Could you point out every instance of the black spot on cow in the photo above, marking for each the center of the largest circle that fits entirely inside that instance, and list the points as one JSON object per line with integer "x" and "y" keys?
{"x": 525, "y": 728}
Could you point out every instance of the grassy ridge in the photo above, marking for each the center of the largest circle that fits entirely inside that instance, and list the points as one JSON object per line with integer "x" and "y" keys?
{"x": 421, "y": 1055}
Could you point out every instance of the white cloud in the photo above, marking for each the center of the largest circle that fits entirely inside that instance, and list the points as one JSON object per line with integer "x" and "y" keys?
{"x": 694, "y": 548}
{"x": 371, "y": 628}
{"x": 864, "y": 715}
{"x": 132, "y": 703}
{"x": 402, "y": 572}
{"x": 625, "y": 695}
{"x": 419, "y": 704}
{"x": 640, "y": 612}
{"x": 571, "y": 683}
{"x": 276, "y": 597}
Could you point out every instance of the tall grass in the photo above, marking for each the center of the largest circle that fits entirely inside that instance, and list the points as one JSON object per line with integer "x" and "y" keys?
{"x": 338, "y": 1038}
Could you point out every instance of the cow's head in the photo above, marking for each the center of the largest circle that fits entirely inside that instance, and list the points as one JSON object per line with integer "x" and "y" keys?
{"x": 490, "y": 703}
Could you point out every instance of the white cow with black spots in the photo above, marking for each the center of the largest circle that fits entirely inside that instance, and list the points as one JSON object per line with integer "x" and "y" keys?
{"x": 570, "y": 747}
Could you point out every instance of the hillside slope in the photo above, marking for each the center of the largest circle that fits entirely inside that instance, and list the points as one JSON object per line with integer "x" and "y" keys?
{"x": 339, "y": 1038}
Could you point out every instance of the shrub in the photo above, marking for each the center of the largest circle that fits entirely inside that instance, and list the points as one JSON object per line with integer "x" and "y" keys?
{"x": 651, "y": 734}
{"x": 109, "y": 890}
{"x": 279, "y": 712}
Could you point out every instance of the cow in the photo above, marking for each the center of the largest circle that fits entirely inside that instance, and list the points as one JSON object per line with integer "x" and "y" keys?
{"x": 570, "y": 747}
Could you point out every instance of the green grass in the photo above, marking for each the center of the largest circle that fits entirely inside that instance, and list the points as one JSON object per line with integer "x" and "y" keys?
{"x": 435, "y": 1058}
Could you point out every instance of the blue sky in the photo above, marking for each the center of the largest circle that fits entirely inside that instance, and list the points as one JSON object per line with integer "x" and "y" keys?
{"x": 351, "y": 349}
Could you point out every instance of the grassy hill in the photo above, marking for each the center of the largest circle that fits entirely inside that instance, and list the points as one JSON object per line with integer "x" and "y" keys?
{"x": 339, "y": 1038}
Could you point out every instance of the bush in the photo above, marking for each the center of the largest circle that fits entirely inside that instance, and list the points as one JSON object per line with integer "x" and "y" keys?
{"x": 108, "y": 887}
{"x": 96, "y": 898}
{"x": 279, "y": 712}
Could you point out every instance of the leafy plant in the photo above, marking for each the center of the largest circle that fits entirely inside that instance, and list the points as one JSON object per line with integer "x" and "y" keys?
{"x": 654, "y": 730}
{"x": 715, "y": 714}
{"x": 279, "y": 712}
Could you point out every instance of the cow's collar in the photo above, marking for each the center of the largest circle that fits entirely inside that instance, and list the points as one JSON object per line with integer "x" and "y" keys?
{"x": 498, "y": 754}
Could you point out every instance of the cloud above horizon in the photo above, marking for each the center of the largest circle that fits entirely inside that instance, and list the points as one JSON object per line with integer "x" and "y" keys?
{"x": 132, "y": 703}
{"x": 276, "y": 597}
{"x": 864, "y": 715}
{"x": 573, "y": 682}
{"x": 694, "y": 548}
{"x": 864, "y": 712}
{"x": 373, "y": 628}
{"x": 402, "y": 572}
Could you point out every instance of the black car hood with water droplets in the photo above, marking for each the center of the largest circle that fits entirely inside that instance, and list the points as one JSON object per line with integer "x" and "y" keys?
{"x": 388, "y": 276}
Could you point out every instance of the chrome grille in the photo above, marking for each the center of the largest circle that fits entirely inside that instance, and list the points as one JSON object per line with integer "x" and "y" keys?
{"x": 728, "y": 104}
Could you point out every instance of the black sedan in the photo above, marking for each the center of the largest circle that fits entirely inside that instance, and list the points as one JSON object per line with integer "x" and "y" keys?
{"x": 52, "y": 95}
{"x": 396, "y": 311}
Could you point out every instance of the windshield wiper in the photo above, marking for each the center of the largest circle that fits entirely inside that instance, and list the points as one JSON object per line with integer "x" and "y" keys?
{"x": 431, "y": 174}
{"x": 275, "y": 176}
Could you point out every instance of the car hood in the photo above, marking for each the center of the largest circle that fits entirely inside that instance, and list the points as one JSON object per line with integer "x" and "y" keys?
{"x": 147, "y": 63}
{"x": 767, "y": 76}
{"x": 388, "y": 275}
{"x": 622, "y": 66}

_ _ _ _ _ _ _

**ACTION ITEM**.
So that nothing is lost, return the listing exactly and completely.

**FINISHED TASK**.
Could you point out every instance of the black spot on cow in the photo above, marking for each the center of the largest circle that fits entirely inside that instance, and list the points as one JSON object per line with integer "x" and "y" keys?
{"x": 525, "y": 728}
Could you point out every instance of the grassy ridge in the photo above, marking for each the center of the largest circle that fits entirely inside that instance, and list the points as one JSON object per line with integer "x" and "y" keys?
{"x": 421, "y": 1055}
Could you point out every instance of the white cloud in the photo above, marking for each the center of the largest circle that fits entirely inside that instance, and list the points as one JSON object per line with integer "x" and "y" keys?
{"x": 694, "y": 548}
{"x": 371, "y": 628}
{"x": 864, "y": 715}
{"x": 132, "y": 703}
{"x": 402, "y": 572}
{"x": 625, "y": 695}
{"x": 419, "y": 704}
{"x": 640, "y": 612}
{"x": 571, "y": 683}
{"x": 276, "y": 597}
Could you point out every instance of the tall grass in the photo above, marking for each the center of the largest circle that fits entirely inside that instance, and list the points as one JSON object per line with integer "x" and "y" keys?
{"x": 338, "y": 1038}
Could you point out every instance of the cow's head in the photo above, marking for each the center of the largest circle that fits entirely inside that instance, and list the points as one JSON object per line with integer "x" and "y" keys?
{"x": 490, "y": 703}
Could you point out every instance of the white cow with black spots in the photo above, marking for each the center of the largest circle that fits entirely inside that instance, and list the points as one JSON object per line with integer "x" and "y" keys?
{"x": 570, "y": 747}
Could you point out every instance of the hillside slope in the photo above, marking for each the center of the largest circle that fits entirely inside that instance, and list the points as one JSON object per line with integer "x" and "y" keys?
{"x": 339, "y": 1038}
Could you point out every instance of the shrub in the photo above, marking for each the center of the largest circle that fits entirely inside that instance, and list the points as one JSON object per line with integer "x" and "y" keys?
{"x": 651, "y": 734}
{"x": 109, "y": 890}
{"x": 279, "y": 712}
Could you point out every instance of the cow in the photo above, marking for each the center of the largest circle that fits entirely inside that instance, and list the points as one JSON object per line with integer "x" and "y" keys?
{"x": 570, "y": 747}
Could you point out every instance of the green grass in the photo above, marking for each the center of the largest circle that fits entirely inside that instance, and list the points as one JSON object per line with integer "x" and "y" keys?
{"x": 435, "y": 1058}
Could you point out every instance of the blue sky in the photo above, marking for each the center of the largest circle that fits entirely inside that instance, and list the points as one JSON object per line with integer "x" and "y" keys?
{"x": 351, "y": 349}
Could you point out every instance of the grassy hill in the photo above, marking for each the center of the largest circle that fits entirely inside that instance, and list the points as one JSON object per line with integer "x" and "y" keys?
{"x": 339, "y": 1038}
Could you point out every instance of the bush in the photo above, marking for each the center of the largest circle that fits entirely inside that instance, and list the points as one JSON object per line with integer "x" and "y" keys?
{"x": 108, "y": 887}
{"x": 96, "y": 898}
{"x": 279, "y": 712}
Could you point out every instance of the leafy plant in the photo above, marking for each the center of the largest circle that fits entirely inside that instance, and list the points as one JSON object per line with integer "x" and "y" keys?
{"x": 654, "y": 730}
{"x": 715, "y": 714}
{"x": 279, "y": 712}
Could you point out every instance of the cow's collar in the photo above, marking for each the center of the largest circle that fits entirely inside that instance, and list the points as one JSON object per line with integer "x" and "y" keys?
{"x": 498, "y": 754}
Could you point out every instance of the cloud above horizon in the photo above, marking for each the center of the largest circle that fits entirely inside that instance, and list the points as one JSON object per line with integer "x" and "y" keys?
{"x": 132, "y": 703}
{"x": 276, "y": 597}
{"x": 864, "y": 715}
{"x": 573, "y": 682}
{"x": 694, "y": 548}
{"x": 864, "y": 712}
{"x": 373, "y": 628}
{"x": 402, "y": 572}
Could you point out every instance of the black car hood with water droplets in the photo above, marking for each the center of the largest circle that fits entirely inside that instance, and list the points as one JSON object per line with integer "x" and "y" keys?
{"x": 388, "y": 276}
Could you point out every instance of the chrome grille in the photo above, marking for each the center of the largest circle that fits entirely inside that instance, and list the points as one JSON object per line with integer "x" and "y" keys?
{"x": 728, "y": 104}
Could you point out every instance of the black sedan in the photo above, marking for each the center of the largest circle that fits entirely inside that instance, and list the points as one JSON object per line with integer "x" and "y" keys?
{"x": 52, "y": 95}
{"x": 396, "y": 311}
Could you point out every instance of the windshield wiper in the photo above, marking for each the center of the largest circle that fits entirely inside that instance, and list the points as one JSON object per line with integer "x" and "y" keys?
{"x": 431, "y": 174}
{"x": 275, "y": 176}
Could you point out every instance of the car hood in the photo above, marking for each the center of the largest circle that fits entirely inside that instance, and list the points as one JSON object per line with integer "x" and "y" keys?
{"x": 147, "y": 63}
{"x": 767, "y": 76}
{"x": 388, "y": 275}
{"x": 622, "y": 66}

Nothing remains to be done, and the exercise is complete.